=== TASK PROMPT ===
Find all lines in the listing that include the word "fruit", then copy them.

*** Begin section ***

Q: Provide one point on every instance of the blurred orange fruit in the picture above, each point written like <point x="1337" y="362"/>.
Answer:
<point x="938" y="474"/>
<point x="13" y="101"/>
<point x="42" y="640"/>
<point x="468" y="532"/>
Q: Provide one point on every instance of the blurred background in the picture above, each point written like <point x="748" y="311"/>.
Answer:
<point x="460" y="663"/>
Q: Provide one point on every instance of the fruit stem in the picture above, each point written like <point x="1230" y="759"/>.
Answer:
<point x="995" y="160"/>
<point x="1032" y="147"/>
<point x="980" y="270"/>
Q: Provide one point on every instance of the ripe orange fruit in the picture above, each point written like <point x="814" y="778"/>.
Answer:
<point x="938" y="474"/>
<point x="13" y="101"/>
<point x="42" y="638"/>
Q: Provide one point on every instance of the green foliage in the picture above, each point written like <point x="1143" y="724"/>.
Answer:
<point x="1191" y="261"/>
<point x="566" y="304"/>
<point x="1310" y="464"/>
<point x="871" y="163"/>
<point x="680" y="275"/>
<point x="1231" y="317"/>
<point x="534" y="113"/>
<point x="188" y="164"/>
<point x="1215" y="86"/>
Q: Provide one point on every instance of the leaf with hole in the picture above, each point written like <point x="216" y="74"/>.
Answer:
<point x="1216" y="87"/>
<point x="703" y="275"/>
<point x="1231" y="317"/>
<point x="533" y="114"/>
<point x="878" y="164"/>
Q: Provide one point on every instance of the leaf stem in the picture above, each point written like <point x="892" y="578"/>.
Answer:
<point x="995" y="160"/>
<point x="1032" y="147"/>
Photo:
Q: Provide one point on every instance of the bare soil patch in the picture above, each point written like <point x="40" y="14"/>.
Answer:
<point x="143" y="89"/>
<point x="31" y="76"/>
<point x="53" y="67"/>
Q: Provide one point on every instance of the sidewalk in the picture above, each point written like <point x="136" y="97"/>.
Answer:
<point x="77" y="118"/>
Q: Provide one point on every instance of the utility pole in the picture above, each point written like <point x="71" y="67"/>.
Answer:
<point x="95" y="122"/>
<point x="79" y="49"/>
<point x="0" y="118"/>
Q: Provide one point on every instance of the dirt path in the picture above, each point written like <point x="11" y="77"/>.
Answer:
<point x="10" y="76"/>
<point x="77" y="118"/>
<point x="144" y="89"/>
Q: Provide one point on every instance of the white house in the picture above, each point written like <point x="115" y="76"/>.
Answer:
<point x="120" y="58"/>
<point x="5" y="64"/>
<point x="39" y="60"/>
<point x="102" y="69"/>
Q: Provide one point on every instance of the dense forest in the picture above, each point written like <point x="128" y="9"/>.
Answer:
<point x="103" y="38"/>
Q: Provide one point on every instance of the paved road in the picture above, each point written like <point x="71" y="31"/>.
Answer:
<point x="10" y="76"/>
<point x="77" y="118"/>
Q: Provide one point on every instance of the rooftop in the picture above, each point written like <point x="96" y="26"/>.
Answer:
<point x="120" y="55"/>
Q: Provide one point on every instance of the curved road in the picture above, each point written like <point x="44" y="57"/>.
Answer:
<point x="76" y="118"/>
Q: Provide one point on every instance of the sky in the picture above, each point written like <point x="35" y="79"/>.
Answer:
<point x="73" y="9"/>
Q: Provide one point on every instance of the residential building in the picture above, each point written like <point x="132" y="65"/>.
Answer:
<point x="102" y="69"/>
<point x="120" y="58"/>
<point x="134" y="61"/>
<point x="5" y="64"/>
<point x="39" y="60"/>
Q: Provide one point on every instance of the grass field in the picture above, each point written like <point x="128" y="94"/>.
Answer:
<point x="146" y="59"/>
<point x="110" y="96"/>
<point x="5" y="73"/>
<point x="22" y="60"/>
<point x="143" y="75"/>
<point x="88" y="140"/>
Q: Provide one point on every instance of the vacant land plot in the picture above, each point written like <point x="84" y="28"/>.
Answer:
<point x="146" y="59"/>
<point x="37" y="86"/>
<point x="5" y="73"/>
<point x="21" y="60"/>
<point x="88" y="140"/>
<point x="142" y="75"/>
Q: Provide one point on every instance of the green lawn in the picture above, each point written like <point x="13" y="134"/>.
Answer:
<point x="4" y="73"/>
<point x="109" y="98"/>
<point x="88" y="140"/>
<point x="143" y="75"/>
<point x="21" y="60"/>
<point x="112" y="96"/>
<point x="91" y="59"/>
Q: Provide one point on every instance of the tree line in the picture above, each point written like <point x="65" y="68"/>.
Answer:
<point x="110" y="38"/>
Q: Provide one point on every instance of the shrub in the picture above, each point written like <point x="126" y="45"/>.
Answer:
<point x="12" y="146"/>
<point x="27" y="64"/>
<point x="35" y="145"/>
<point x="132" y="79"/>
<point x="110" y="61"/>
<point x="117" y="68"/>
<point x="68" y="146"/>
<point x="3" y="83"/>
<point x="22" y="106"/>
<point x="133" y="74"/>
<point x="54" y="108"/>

*** End section ***

=== RESPONSE FOR THIS EXERCISE ===
Q: Provide one point on every instance of the blurred orange fruit in the picture above, each point written like <point x="1337" y="362"/>.
Q: Provide one point on every instance of the fruit stem in the picture above, each point written like <point x="1230" y="759"/>.
Q: Provide one point on every instance of the ripe orange fruit in the picture above, each point written like <point x="814" y="778"/>.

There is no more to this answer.